Het effect van de Formule 1-race van Zandvoort op de natuur in het naastliggende duingebied is veel groter dan tot voor kort werd aangenomen. Dat blijkt uit de nieuwste berekeningen van de stikstofdepositie van de raceactiviteiten op het Circuit van Zandvoort. De berekeningen zijn uitgevoerd door bureau Apollon-milieu in opdracht van de natuurorganisaties Stichting Duinbehoud, Rust bij de Kust en Mobilisation for the Environment.
De natuurorganisaties waren al eerder bij de rechtbank Noord-Holland in beroep gegaan
tegen de natuurvergunning voor de Formule 1 in Zandvoort. Tijdens de beroepszaak uitten zij hun bedenkingen bij de stikstofberekeningen van het Circuit Park Zandvoort. Die berekeningen laten zien dat er met de komst van de Formule 1 minder stikstof neerkomt in het duingebied dan in de oude situatie.
Voor de provincie Noord-Holland was de veronderstelde afname van de stikstofdepositie reden om een vergunning af te geven aan het Circuit Park Zandvoort. De natuurorganisaties plaatsten echter grote vraagtekens bij de berekeningen, omdat Formule 1-raceauto’s bekendstaan om hun hoge stikstofuitstoot.

- Opdracht 1 -
Noem alle natuurorganisaties die in het tekstfragment over de Formule 1 in Zandvoort opdracht gaven voor de nieuwe stikstofberekeningen.
- Opdracht 2 -
Schrijf het tekstfragment over de Formule 1 in Zandvoort verder, aansluitend op de laatste zin.

[Lokalisatiegegevens met één punt per instantie]
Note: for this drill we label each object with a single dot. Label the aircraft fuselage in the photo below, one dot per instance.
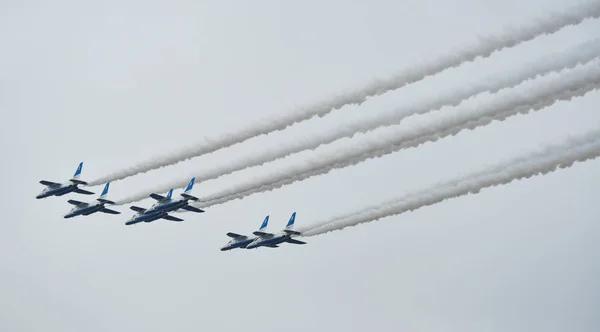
(85, 210)
(238, 244)
(269, 242)
(146, 217)
(58, 191)
(167, 207)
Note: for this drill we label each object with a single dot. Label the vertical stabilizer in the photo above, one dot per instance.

- Antwoord 1 -
Stichting Duinbehoud, Rust bij de Kust en Mobilisation for the Environment

- Antwoord 2 -
Uit de nieuwe berekeningen van Apollon-milieu blijkt dat voor de stikstofuitstoot van Formule 1-raceauto’s onjuiste getallen zijn gebruikt. Er is gerekend met de uitstoot van Amerikaanse auto’s uit de jaren 50. De raceauto’s van nu rijden sneller en hebben een groter motorvermogen. Daardoor hebben ze een veel hogere uitstoot van stikstof. De berekeningen van Apollon-milieu laten zien dat de stikstofdepositie op het duingebied niet afneemt, maar jaarlijks kan toenemen met meer dan 20 mol per hectare. Dit is een toename van meer dan 15% ten opzichte van de huidige situatie. Voor het duingebied, dat nu al last heeft van een veel te hoge stikstofdepositie, is dat desastreus. De biodiversiteit in het gebied gaat nog verder achteruit.
De natuurorganisaties hebben het rapport van Apollon-milieu toegevoegd aan het dossier in de lopende beroepszaak bij de rechtbank Noord-Holland. De rechtbank moet beoordelen welke van de twee berekeningen het best de realiteit weergeeft.